Repeat the material below exactly, line for line.

Rows from a pointing dataset
-- begin --
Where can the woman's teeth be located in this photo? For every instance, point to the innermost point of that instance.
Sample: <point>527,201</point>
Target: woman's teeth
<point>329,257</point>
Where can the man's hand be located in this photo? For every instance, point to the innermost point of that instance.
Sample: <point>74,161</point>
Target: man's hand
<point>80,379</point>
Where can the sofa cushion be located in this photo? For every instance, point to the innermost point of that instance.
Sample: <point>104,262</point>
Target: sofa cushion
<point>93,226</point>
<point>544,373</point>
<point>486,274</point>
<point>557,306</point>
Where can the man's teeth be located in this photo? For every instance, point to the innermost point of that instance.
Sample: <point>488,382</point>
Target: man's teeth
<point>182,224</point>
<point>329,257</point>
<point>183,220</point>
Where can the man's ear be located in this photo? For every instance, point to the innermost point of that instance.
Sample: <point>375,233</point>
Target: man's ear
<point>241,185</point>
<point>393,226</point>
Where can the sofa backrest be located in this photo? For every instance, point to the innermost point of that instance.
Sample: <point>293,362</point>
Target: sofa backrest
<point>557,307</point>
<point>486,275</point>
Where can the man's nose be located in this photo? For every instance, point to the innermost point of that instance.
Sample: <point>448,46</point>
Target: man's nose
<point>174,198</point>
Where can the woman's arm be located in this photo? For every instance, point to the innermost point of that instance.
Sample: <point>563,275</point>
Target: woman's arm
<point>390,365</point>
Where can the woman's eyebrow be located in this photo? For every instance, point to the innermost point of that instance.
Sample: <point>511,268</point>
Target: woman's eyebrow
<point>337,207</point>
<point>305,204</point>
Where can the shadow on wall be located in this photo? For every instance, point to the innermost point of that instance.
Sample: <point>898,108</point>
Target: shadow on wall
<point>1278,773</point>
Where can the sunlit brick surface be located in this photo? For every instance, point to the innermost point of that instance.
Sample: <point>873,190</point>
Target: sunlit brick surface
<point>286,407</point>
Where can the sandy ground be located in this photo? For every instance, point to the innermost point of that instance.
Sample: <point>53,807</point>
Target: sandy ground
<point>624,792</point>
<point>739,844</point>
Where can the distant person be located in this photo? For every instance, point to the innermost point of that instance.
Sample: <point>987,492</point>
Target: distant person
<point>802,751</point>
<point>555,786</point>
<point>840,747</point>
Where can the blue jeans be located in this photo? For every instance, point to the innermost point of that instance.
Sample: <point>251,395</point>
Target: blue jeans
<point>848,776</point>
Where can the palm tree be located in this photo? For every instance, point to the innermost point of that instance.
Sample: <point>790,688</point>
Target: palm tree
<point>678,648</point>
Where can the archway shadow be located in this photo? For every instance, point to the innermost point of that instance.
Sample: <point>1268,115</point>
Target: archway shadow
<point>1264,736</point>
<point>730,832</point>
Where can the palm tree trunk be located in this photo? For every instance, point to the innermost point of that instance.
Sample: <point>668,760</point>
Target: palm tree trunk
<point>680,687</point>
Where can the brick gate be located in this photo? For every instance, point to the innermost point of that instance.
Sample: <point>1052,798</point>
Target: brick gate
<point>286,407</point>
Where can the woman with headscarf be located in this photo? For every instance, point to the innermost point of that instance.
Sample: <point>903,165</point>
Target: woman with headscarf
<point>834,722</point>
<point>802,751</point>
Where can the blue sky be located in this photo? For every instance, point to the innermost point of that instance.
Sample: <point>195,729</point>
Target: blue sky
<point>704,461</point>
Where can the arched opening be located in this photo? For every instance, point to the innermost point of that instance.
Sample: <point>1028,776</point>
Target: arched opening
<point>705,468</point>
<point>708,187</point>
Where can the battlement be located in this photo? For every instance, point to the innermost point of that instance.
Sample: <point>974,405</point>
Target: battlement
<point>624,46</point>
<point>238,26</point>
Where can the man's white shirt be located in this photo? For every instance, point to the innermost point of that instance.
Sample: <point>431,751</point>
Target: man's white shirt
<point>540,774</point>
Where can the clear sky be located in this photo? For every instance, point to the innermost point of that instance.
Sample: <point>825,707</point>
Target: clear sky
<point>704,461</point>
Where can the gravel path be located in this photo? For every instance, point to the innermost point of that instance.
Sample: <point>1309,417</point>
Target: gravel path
-- end --
RESULT BELOW:
Where can the woman's teeth be located in this photo? For every instance, point to the innermost point of that instance.
Sample: <point>527,201</point>
Target: woman's teeth
<point>329,257</point>
Where can the man's hand be located in this photo? For every instance, point to the innermost point of that instance.
Sample: <point>74,161</point>
Target: man's hand
<point>80,379</point>
Where can the sofa cushion be located in this photo? For every instance, point to the innermost point of that instance.
Sample: <point>104,262</point>
Target: sofa cushion
<point>93,226</point>
<point>544,373</point>
<point>486,274</point>
<point>557,306</point>
Where can the man's teeth be located in this photo? For every instance, point to the innermost point of that instance.
Sample: <point>488,382</point>
Target: man's teeth
<point>182,224</point>
<point>329,257</point>
<point>183,220</point>
Where can the man's ear be located in this photo? For every instance, point to the innermost point of that instance.
Sample: <point>375,233</point>
Target: man's ear
<point>241,185</point>
<point>393,226</point>
Where can the sofa backrest be located in this photo? For every instance, point to the innermost point of that instance.
Sample: <point>293,362</point>
Target: sofa backrest
<point>557,307</point>
<point>486,275</point>
Where can the man's nose be located in this photo? For every instance, point to the innermost point of that instance.
Sample: <point>448,46</point>
Target: man's nose
<point>174,198</point>
Where can the woman's arm be located in this photo? For every instance, point to the innermost point of that instance.
Sample: <point>563,275</point>
Target: woman's arm
<point>390,365</point>
Where can the woman's eyebrow be located in this photo? For every instance, point to the innermost point of that instance.
Sample: <point>511,268</point>
Target: woman's eyebrow
<point>337,207</point>
<point>305,204</point>
Where can the shadow on wall be located in this photo? For every instance, point to the innermost point of that instance.
Sample: <point>898,108</point>
Target: shadow on wall
<point>1278,773</point>
Where can the sunlit brick surface be located in this photo? For every instance, point to the innermost point of that instance.
Sample: <point>873,190</point>
Target: sunlit brick surface
<point>286,407</point>
Where can the sandy ground be located in this photo? For every instance, point to the innermost point of that instance.
Sample: <point>53,807</point>
Target: sandy ground
<point>624,792</point>
<point>739,844</point>
Where can the distant person be located in this photo? For every instance, point to the innermost point of that instance.
Sample: <point>987,492</point>
Target: distant person
<point>802,751</point>
<point>555,786</point>
<point>840,747</point>
Where can the blue jeans be located in this photo? For every instance, point to the innermost point of that instance.
Sample: <point>251,395</point>
Target: blue jeans
<point>848,776</point>
Where can the palm tree be located in this photo? For every instance, point to the innermost point of that instance.
Sample: <point>790,688</point>
Target: palm tree
<point>678,648</point>
Where can the archway shadow be located in this photo? For every instance, point to the innermost point of that instance.
Sample: <point>1268,115</point>
Target: archway shadow
<point>1264,736</point>
<point>730,832</point>
Where can the palm tree trunk be located in this photo? For every instance, point to the innermost point of that instance.
Sample: <point>668,760</point>
Target: palm tree trunk
<point>680,687</point>
Where can the brick gate be located in this photo? For every instance, point to the innermost point of that instance.
Sample: <point>1052,798</point>
Target: brick gate
<point>286,407</point>
Where can the woman with headscarf be located in this photo? For every instance, point to the innermost point of that instance.
Sample: <point>903,165</point>
Target: woman with headscarf
<point>834,722</point>
<point>802,751</point>
Where can the blue sky be located in this photo? For every instance, point to the innermost point of that instance.
Sample: <point>195,729</point>
Target: blue sky
<point>704,461</point>
Where can the arched opening be located in this photo? For every instance, point to the innermost point of that instance.
Sample: <point>1028,776</point>
Target: arched opening
<point>705,468</point>
<point>708,187</point>
Where can the battlement be located in this photo? For every instance, point to the innermost point of that instance.
Sample: <point>974,405</point>
Target: battlement
<point>624,46</point>
<point>238,26</point>
Where can the man's white shirt be located in this photo? For every instance, point to the innermost point of that instance.
Sample: <point>431,751</point>
Target: man's white shirt
<point>540,774</point>
Where can the clear sky be located in this photo? For every instance, point to the innermost point of that instance.
Sample: <point>825,707</point>
Target: clear sky
<point>704,461</point>
Where can the gravel path be located in this photo? For every instance, point to the innermost point of that instance.
Sample: <point>1309,417</point>
Target: gravel path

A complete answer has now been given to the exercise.